[Stored data entries]
· · · ·
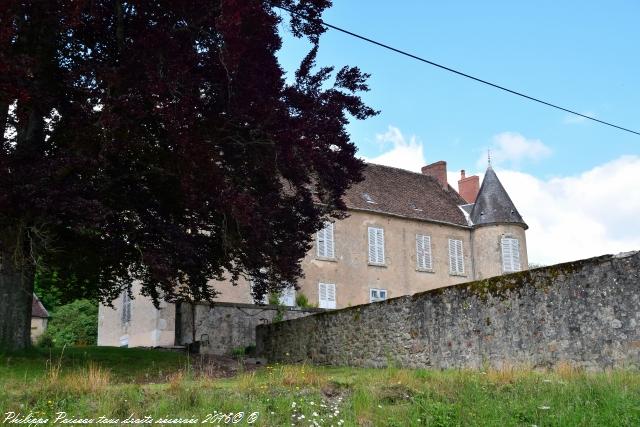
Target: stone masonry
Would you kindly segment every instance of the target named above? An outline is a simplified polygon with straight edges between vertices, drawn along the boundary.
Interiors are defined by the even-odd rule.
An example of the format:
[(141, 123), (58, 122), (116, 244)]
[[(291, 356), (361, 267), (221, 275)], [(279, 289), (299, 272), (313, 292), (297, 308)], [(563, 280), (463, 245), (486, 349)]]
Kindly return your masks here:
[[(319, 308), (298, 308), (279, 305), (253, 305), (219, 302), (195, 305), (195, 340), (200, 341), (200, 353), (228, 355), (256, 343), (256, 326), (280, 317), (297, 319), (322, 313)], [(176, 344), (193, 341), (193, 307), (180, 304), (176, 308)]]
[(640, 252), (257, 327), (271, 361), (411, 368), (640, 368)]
· · · ·
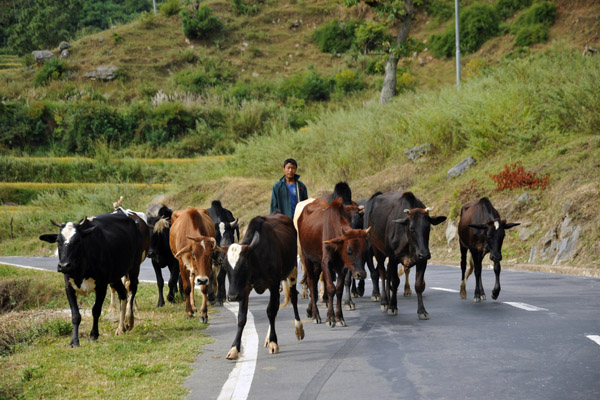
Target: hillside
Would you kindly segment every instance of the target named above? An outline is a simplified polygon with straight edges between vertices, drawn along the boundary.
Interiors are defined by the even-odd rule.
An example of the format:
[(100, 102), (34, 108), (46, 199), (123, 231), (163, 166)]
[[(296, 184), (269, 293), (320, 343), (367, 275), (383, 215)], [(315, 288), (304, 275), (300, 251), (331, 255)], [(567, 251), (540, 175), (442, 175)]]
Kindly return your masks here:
· · · ·
### Task directions
Looking at the entries above, can you reproduce exactly the lines from the one that holds "Target: stone masonry" through the one that holds "245), (486, 349)]]", and only those?

### Written response
Target: stone masonry
Would you kindly segment every instance of the target named above? An outline is a simplified polygon with straight edges between vertices, drawn along the boundary.
Interiors are defined by the even-odd rule.
An example of the format:
[(141, 123), (58, 122), (116, 244)]
[[(291, 356), (361, 267), (221, 275)], [(279, 289), (299, 272), (313, 292), (297, 308)], [(563, 280), (463, 245), (486, 349)]]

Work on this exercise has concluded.